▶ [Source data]
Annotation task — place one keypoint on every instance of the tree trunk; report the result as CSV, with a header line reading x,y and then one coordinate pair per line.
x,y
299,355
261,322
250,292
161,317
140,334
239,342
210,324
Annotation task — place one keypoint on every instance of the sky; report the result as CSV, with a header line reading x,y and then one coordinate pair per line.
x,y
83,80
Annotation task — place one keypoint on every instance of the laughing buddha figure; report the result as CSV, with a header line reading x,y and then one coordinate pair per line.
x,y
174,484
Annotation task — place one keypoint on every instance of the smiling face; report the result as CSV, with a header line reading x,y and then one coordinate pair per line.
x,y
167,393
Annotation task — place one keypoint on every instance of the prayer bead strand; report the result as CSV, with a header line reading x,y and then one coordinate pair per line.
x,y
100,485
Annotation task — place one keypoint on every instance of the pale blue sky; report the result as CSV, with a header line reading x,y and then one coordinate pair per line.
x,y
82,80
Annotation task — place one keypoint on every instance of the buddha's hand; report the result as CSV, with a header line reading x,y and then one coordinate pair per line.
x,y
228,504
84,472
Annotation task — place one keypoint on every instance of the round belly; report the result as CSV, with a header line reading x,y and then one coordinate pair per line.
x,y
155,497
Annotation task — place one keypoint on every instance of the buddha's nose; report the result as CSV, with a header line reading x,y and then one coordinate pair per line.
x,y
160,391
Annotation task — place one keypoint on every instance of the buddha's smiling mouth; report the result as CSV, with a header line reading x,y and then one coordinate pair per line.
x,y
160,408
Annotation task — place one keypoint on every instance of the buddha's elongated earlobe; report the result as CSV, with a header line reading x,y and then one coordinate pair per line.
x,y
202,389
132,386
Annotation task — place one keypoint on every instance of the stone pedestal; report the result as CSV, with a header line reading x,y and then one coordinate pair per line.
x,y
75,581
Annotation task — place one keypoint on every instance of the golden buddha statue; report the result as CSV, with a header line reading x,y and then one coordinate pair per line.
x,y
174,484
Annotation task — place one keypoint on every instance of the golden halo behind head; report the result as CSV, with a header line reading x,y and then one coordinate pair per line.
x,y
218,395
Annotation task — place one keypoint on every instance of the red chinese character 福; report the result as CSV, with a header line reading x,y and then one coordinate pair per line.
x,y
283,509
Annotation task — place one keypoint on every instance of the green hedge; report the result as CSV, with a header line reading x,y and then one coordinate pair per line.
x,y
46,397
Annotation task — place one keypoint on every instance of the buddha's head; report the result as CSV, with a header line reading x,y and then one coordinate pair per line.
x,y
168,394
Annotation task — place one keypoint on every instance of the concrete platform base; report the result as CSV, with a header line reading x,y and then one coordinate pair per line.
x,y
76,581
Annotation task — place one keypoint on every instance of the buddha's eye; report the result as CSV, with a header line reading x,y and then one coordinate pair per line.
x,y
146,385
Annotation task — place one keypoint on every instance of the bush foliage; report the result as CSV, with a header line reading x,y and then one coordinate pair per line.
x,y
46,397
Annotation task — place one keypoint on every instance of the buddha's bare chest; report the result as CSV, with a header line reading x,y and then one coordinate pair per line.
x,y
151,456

▶ [Exercise objective] Write out the data again, switching each "keypoint" to "marker" and leaving everything else unchanged.

▶ [Reply]
Annotation task — place one marker on every instance of the tree trunk; report the result as CSV, with a header line reading x,y and then one coordinate pair per line.
x,y
299,355
261,322
250,292
161,317
140,334
239,342
210,324
Annotation task — place one marker on every instance of the sky; report the result as CSV, with a header line reading x,y and then one coordinate pair per line.
x,y
83,80
Annotation task — place one marker on every instance of the laughing buddha figure; report the result as CSV, with a header line reading x,y and then one coordinate pair per line.
x,y
174,484
Annotation task — place one marker on every instance of the smiling face; report the result as CSV, with a header line reading x,y and then one coordinate pair per line.
x,y
167,393
Annotation task — place one marker on every instance of the prayer bead strand; report the result as CSV, with a header line reading x,y and then one coordinate pair per line.
x,y
100,485
Annotation task — place one marker on every instance of the pale blue sky; report the result as CSV, with a header line reading x,y and then one coordinate pair per line.
x,y
82,80
Annotation task — place one marker on every instance of the buddha's hand; report the result as CSV, with a header line reading x,y and then one coordinate pair per line.
x,y
228,504
84,472
Annotation task — place one marker on every instance of the round belly; report the result as CSV, with a header line reading x,y and then one coordinate pair per line.
x,y
155,497
Annotation task — place one marker on every instance of the buddha's nose; report the result as CSV, with a header line reading x,y and then one coordinate pair per line.
x,y
160,391
Annotation task — place one marker on every instance of the buddha's smiling mouth; report the result as CSV, with a header line reading x,y and then one coordinate pair per line.
x,y
160,408
Annotation task — place one marker on every instance of the buddha's elongated earlobe; report the result as CSV, with a header line reading x,y and then one coordinate pair per line.
x,y
202,389
132,386
Annotation task — place one marker on every instance of the stone pedestal; report the result as CSV, with a header line reading x,y and then one coordinate pair per line.
x,y
75,581
Annotation task — place one marker on every instance of the golden buddha statue; report the result as CSV, with a header line reading x,y and then one coordinate pair per line.
x,y
174,484
Annotation task — place one marker on every instance of the golden halo behind head; report the result as CSV, with a header line reading x,y and then one coordinate pair per line.
x,y
218,395
Annotation task — place one marker on every instance of the red chinese character 福; report the result as CSV, with a header line reading x,y and then one coordinate pair per line.
x,y
283,509
Annotation task — place one marker on every instance of the green hedge; report the result as CSV, with a header line reading x,y and then one coordinate pair per line.
x,y
46,397
Annotation task — place one marker on every instance of the buddha's head; report the result as CSV, with a header line reading x,y and then one coordinate pair per line.
x,y
168,394
Annotation task — place one marker on every instance of the concrete platform base; report the result as CSV, with a header line reading x,y and then one coordinate pair per line.
x,y
76,581
Annotation task — place one marker on every instance of the buddha's eye; report the result as CSV, with a header line reading x,y and then one coordinate pair per line.
x,y
146,385
Annotation task — place one marker on every instance of the bush foliage; report the result as CSV, with a header line reading x,y and then one coordinate pair per line.
x,y
46,397
Annotation task — place one marker on every instance of the buddha's bare chest; report the result as CSV, with a header line reading x,y and then one coordinate pair per line.
x,y
151,456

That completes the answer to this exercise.